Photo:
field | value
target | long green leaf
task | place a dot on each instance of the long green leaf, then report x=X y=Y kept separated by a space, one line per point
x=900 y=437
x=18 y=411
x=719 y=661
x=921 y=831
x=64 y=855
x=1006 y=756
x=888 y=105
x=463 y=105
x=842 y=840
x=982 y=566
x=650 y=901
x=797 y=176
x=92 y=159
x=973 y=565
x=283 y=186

==

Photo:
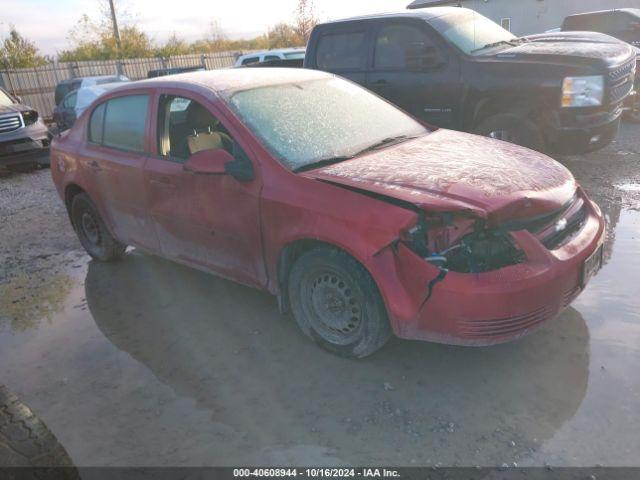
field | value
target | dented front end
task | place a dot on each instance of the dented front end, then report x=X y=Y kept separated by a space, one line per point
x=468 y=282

Work to do: How many lines in the data above contain the word "each"? Reply with the number only.

Complete response: 2